■ **Exercise instructions**: Look through the data below. Show each line where the string "roof" occurs.

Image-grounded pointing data

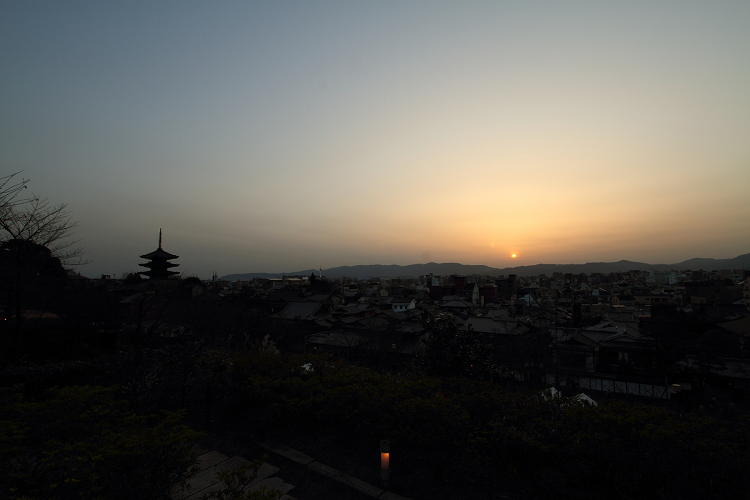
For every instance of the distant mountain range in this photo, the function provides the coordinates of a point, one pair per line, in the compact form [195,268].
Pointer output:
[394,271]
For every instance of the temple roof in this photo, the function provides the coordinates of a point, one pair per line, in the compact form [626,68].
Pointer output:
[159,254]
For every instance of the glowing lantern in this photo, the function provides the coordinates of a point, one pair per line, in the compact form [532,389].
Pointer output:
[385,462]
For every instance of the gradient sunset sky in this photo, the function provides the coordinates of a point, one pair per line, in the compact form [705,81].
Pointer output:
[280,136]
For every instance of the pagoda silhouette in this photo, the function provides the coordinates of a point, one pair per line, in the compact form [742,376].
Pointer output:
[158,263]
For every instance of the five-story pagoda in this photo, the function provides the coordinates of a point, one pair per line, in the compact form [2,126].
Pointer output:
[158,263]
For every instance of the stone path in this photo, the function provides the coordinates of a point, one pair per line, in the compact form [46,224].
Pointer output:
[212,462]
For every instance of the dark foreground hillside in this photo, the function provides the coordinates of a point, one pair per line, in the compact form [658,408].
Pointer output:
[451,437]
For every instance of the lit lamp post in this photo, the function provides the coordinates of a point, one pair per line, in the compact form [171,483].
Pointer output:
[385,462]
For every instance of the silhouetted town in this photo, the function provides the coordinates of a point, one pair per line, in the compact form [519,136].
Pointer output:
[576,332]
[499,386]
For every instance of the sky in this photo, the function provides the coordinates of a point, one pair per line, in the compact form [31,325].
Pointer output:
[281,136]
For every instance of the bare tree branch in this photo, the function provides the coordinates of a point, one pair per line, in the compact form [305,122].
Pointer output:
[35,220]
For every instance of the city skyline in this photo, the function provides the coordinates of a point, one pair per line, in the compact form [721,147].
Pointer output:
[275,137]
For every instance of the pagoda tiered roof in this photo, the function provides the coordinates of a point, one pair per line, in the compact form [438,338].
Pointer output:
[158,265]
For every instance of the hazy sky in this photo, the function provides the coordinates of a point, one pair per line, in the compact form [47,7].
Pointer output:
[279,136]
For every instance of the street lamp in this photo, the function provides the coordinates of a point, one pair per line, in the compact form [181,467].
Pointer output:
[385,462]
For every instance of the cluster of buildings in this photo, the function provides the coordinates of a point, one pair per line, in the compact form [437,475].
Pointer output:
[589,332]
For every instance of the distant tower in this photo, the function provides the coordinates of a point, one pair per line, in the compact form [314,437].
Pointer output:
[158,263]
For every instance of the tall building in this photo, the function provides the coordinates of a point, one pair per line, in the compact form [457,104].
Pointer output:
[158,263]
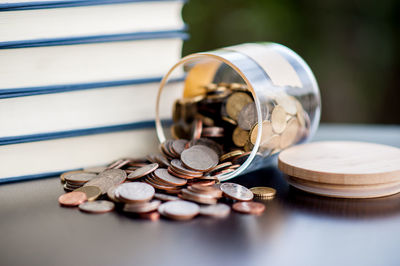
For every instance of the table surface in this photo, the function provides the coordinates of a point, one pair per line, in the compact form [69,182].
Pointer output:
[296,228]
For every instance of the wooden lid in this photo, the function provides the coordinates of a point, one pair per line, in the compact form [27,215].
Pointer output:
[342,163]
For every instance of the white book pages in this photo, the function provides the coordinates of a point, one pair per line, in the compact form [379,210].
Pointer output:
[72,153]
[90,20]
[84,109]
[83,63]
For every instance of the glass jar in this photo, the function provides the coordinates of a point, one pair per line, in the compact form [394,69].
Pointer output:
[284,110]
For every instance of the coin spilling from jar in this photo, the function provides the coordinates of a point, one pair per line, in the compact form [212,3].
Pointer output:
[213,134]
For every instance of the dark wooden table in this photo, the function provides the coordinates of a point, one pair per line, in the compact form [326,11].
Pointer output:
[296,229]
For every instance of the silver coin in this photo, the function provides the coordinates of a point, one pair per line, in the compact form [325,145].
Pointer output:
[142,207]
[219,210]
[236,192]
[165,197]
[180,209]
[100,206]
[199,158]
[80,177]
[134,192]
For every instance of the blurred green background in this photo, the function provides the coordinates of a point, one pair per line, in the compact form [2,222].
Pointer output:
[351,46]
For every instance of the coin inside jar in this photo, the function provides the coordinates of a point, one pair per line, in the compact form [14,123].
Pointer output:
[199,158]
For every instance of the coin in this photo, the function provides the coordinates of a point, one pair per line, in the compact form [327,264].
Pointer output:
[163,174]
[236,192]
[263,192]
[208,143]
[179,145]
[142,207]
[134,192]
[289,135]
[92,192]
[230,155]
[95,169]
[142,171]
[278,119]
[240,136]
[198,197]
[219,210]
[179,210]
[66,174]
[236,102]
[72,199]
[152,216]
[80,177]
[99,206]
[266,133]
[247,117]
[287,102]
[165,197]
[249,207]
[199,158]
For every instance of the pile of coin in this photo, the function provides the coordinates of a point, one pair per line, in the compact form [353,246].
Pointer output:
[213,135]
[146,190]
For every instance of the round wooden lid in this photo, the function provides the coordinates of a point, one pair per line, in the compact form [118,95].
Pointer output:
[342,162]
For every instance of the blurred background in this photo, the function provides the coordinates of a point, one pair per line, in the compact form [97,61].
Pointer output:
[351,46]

■ **Output for this task**:
For every instance of the temple roof in this photo, the function provides the coordinates of a point, one pair per line, in the compact form [626,68].
For every instance of the pagoda tiered roof in this photo, the function provides the coordinates of a point, one pair per line, in the compact form [438,338].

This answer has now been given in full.